__WORK TASK__: Reproduce the news article about the Wesley Chapel girl's brain disorder word for word, from the date line through the final sentence.

__PAGE EXCERPT__:
Tuesday, April 24, 2018
Health

Wesley Chapel girl's grave brain disorder ends with happy recovery

Looking back, Marge Whaley clearly recalls the first sign of danger: "the bird face.''

Her 4-month-old granddaughter, Hannah Rose, opened and closed her mouth like a baby bird feeding. It was subtle and infrequent, but anything unusual was bound to arouse suspicion in this grandmother, a nurse since 1963.

"They didn't last long, maybe 45 seconds,'' said Whaley, 72, who served on the Pasco School Board for 16 years. "But I just knew she wasn't in there.''

Whaley debated whether to tell her son David and his wife, Tabatha, who both worked while Hannah attended what they lovingly called Grandma Daycare. "I thought maybe it would pass, she would outgrow it.''

But within weeks, while Whaley was changing a diaper, the bird face returned, only longer this time. She consulted with Tabatha's mother, Virginia Butler, who also watched Hannah a few days each week and had noticed similar signs.

__EXTRACTED ENTRIES__:
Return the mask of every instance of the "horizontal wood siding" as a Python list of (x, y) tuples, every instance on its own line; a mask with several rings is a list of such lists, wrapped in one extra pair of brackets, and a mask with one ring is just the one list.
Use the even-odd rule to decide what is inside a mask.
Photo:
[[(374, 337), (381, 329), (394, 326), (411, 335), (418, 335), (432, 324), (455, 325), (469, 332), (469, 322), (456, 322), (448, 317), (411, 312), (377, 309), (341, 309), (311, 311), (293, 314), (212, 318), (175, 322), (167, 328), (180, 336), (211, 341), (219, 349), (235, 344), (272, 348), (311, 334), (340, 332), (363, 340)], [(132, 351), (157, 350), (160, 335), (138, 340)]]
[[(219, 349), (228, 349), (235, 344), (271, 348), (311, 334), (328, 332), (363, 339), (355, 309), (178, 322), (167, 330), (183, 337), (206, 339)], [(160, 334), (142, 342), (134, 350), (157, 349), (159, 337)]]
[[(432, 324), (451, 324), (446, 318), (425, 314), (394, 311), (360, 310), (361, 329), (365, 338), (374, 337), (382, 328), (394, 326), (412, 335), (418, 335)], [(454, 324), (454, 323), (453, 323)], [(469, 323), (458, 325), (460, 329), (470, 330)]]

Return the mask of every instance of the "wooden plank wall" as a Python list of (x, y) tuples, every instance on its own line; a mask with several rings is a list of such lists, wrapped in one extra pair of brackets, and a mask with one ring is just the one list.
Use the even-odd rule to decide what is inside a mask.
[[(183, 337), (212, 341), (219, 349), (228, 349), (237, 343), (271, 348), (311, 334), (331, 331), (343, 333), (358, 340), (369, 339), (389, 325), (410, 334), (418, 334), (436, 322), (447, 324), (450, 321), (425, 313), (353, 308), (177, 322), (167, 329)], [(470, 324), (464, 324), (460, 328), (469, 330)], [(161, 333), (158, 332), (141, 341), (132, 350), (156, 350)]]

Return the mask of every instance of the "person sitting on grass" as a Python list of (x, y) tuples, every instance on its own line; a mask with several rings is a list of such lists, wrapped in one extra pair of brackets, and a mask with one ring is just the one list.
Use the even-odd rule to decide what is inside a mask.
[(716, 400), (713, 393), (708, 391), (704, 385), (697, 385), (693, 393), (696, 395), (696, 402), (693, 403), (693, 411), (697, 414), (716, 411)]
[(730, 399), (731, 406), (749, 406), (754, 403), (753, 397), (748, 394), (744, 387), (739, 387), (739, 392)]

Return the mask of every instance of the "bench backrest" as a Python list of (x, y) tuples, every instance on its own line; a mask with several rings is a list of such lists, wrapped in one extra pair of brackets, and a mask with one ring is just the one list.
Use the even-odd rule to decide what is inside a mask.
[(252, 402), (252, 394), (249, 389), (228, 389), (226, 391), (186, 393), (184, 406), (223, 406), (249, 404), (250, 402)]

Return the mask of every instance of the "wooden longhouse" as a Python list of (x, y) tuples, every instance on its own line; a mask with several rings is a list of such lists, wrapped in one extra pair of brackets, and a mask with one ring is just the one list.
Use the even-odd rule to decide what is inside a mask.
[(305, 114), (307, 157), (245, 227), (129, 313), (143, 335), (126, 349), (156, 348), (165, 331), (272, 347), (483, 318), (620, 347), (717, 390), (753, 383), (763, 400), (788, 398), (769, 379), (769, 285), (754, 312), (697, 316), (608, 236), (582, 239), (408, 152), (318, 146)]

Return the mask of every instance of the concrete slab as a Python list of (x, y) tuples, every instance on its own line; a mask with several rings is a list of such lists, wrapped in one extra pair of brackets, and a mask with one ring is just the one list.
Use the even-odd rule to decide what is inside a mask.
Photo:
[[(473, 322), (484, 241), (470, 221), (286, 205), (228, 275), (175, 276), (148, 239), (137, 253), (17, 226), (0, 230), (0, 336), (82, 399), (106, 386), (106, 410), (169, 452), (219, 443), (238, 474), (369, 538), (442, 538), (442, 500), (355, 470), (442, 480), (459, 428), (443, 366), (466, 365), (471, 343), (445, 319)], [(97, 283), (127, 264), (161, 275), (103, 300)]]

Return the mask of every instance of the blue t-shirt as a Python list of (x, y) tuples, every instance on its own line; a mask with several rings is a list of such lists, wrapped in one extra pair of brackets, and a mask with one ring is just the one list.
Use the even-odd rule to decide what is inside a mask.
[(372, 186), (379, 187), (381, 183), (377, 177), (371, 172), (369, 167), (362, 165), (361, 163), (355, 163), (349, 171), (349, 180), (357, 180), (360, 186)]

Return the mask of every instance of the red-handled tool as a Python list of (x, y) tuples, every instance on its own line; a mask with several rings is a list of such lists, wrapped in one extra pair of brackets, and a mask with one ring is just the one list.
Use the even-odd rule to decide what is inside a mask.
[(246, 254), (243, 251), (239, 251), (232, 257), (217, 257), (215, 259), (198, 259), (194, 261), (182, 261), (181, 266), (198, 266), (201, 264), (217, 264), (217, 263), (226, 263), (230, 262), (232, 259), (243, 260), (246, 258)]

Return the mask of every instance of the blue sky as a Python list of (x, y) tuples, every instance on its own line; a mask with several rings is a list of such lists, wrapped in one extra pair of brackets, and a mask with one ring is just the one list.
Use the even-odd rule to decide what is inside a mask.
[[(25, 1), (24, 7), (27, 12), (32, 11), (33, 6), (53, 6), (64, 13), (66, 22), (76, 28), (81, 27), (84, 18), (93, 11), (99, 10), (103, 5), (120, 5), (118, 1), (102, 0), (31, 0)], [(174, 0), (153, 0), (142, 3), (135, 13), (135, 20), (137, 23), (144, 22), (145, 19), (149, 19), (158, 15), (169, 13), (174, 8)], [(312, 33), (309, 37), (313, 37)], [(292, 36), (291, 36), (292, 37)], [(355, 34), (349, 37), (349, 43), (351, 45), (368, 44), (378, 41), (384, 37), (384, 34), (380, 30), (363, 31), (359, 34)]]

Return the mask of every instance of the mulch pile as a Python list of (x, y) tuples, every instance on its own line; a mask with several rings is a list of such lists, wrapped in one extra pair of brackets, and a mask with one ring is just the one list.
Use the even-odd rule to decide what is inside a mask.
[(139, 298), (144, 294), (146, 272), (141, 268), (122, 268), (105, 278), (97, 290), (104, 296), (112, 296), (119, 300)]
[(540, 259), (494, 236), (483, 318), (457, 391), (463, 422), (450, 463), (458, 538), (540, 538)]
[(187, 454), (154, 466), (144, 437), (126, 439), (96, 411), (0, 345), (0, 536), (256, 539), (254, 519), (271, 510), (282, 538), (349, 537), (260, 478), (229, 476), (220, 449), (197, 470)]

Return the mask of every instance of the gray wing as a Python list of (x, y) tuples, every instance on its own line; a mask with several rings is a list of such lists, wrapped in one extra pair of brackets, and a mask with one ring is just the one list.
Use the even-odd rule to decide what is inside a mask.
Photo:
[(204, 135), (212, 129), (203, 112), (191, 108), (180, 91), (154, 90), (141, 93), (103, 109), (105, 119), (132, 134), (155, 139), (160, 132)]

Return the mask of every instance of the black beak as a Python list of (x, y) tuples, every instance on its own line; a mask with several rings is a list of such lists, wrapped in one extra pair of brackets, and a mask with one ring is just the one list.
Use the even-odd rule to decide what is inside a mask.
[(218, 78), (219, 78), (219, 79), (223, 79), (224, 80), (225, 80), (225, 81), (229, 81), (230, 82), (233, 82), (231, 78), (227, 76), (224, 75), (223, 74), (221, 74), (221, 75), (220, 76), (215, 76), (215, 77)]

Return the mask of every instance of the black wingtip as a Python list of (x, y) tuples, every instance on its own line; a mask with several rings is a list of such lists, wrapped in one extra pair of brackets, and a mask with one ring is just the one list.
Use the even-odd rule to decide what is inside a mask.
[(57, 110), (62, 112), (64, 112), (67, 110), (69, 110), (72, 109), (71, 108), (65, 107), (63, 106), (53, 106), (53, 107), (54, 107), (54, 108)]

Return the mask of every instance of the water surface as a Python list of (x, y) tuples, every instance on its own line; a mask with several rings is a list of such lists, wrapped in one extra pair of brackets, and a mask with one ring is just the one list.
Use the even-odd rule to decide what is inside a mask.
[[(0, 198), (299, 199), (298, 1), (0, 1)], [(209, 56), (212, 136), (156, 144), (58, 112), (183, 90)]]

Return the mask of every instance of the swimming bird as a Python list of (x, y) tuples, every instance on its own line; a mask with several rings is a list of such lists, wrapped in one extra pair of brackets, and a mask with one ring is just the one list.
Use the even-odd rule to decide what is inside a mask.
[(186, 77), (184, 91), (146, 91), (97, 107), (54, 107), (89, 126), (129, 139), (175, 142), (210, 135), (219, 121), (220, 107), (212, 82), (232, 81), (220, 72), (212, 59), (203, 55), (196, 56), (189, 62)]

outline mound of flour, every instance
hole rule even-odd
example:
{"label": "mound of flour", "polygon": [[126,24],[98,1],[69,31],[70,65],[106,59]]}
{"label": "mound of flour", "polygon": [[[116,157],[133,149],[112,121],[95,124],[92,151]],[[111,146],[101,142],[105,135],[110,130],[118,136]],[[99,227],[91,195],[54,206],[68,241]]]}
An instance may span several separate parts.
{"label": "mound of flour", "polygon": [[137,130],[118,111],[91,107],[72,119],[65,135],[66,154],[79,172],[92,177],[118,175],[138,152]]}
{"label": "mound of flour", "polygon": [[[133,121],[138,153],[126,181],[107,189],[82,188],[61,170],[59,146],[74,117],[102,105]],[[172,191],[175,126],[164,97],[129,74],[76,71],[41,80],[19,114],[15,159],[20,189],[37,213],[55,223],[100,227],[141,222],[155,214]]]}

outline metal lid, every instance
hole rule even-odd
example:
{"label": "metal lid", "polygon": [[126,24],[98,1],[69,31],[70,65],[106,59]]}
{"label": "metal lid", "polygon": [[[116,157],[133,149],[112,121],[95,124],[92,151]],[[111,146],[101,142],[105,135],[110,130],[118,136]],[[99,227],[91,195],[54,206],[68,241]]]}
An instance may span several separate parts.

__EXERCISE ANSWER__:
Tuesday, April 24, 2018
Health

Wesley Chapel girl's grave brain disorder ends with happy recovery

Looking back, Marge Whaley clearly recalls the first sign of danger: "the bird face.''

Her 4-month-old granddaughter, Hannah Rose, opened and closed her mouth like a baby bird feeding. It was subtle and infrequent, but anything unusual was bound to arouse suspicion in this grandmother, a nurse since 1963.

"They didn't last long, maybe 45 seconds,'' said Whaley, 72, who served on the Pasco School Board for 16 years. "But I just knew she wasn't in there.''

Whaley debated whether to tell her son David and his wife, Tabatha, who both worked while Hannah attended what they lovingly called Grandma Daycare. "I thought maybe it would pass, she would outgrow it.''

But within weeks, while Whaley was changing a diaper, the bird face returned, only longer this time. She consulted with Tabatha's mother, Virginia Butler, who also watched Hannah a few days each week and had noticed similar signs.